Provided material Start Marker
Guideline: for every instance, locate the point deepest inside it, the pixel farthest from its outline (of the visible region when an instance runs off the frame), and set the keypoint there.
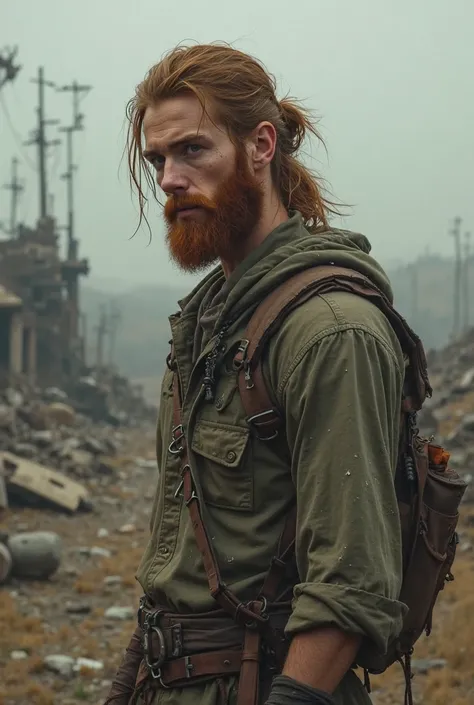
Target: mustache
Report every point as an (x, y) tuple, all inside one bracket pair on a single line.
[(176, 203)]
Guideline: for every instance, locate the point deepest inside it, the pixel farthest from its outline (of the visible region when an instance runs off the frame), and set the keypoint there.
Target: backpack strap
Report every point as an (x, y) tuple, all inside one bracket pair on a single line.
[(263, 416)]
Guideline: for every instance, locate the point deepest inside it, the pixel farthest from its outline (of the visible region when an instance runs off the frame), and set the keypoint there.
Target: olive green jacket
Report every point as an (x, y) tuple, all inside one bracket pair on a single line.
[(336, 369)]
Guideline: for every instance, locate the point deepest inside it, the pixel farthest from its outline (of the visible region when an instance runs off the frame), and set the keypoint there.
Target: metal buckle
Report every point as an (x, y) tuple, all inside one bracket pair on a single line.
[(251, 421), (177, 435), (154, 666)]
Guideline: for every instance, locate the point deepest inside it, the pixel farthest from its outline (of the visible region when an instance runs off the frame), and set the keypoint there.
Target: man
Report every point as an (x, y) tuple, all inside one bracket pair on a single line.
[(223, 150)]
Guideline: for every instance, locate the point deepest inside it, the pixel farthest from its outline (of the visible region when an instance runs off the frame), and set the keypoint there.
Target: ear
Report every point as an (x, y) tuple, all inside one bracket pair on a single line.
[(262, 145)]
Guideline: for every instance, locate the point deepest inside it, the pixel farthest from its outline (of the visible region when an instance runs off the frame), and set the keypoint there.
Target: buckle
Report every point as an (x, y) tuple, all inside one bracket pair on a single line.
[(177, 434), (154, 666), (268, 417)]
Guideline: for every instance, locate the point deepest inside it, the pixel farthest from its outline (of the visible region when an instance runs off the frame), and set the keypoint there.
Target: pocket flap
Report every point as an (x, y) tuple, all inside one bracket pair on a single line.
[(219, 442)]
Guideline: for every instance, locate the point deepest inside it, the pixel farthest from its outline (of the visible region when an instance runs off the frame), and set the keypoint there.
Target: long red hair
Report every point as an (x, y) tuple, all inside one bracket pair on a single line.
[(240, 93)]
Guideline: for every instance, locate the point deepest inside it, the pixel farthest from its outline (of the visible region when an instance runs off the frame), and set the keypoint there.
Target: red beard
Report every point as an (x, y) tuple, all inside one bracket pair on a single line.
[(229, 220)]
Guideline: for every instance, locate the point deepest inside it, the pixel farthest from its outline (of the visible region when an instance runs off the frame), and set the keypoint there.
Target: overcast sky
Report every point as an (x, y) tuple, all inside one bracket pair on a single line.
[(392, 81)]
Provided material End Marker
• Work to complete: Filter the records above and copy every line that contains the word "Target".

• Answer to the exercise:
Target: mustache
Target: backpack strap
Target: olive green jacket
Target: metal buckle
Target: man
Target: ear
Target: buckle
Target: pocket flap
Target: long red hair
Target: red beard
Target: overcast sky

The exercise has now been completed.